> _TASK MATERIAL_:
BEGIN
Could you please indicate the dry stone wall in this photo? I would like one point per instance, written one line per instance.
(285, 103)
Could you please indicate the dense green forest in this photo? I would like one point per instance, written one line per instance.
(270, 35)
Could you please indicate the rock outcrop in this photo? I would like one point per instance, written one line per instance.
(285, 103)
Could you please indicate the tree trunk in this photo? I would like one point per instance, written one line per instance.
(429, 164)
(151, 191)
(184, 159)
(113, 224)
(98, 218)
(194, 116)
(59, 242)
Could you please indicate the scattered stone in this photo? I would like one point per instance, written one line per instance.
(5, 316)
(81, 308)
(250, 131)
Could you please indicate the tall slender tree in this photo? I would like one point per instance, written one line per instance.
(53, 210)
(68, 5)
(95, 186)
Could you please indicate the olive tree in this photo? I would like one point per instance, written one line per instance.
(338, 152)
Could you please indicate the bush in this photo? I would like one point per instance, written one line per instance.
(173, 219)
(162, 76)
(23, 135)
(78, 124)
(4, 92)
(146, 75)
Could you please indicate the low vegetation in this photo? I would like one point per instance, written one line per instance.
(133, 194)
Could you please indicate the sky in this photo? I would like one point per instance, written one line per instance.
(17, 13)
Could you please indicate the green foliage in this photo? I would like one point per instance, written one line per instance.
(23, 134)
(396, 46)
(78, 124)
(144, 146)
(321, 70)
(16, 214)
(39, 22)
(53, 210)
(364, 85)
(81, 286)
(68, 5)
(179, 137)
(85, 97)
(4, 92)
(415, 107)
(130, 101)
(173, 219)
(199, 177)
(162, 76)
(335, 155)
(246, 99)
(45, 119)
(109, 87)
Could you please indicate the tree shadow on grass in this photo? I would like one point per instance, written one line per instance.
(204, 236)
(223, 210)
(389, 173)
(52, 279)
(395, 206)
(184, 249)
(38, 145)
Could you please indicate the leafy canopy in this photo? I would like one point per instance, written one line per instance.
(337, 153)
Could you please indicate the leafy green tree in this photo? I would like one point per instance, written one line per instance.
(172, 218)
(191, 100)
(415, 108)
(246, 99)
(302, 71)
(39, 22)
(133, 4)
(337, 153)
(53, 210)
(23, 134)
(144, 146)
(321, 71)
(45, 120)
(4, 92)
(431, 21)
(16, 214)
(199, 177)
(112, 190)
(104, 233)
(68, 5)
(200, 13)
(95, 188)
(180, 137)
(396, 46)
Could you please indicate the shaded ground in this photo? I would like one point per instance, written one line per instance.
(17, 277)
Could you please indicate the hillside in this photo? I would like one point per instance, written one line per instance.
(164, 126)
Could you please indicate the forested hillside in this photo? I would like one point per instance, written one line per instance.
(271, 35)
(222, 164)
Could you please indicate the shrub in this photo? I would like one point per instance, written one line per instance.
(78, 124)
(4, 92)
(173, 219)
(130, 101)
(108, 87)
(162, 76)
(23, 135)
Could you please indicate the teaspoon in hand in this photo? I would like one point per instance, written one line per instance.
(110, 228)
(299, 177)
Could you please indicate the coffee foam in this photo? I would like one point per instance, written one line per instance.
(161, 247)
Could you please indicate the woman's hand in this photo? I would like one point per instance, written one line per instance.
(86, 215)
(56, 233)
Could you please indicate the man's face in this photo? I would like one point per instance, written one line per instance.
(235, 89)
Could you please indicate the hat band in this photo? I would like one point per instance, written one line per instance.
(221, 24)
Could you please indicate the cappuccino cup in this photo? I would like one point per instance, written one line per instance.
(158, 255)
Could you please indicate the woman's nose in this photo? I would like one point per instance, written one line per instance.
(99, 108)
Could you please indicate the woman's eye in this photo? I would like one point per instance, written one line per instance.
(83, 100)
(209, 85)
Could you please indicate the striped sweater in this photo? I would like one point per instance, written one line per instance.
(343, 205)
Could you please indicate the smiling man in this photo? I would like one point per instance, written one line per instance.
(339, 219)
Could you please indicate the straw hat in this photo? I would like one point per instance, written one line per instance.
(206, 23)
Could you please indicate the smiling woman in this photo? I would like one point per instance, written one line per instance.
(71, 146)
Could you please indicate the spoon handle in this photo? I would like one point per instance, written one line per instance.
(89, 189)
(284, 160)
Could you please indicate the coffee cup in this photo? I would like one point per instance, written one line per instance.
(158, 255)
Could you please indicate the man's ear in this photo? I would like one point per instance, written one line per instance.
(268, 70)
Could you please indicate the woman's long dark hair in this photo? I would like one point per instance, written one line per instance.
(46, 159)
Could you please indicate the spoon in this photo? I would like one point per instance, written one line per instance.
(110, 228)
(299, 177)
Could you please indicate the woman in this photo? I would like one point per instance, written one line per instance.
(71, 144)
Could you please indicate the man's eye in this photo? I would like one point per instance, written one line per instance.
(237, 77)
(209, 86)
END
> _JOB_: Write out the lines word for word, starting at the line that contains "Could you please indicate the man's ear" and continuing through the last line of the records.

> _REPLY TO THE EXERCISE_:
Could you please indicate the man's ear in this photo? I would like one point per instance, written one line per instance.
(268, 70)
Could you please indicate the woman's long dark hair in this photo? I would like one point per instance, written one line per instance.
(46, 159)
Could you please indicate the spoon in this photo? I would like one point per instance, written one line per instance.
(110, 228)
(299, 177)
Could you please indicate the woman in this photo? I would like one point per instance, written one line per instance.
(71, 144)
Could you please indicate the man's eye in this photo? I would like one point per instance, written one line per instance.
(237, 77)
(209, 86)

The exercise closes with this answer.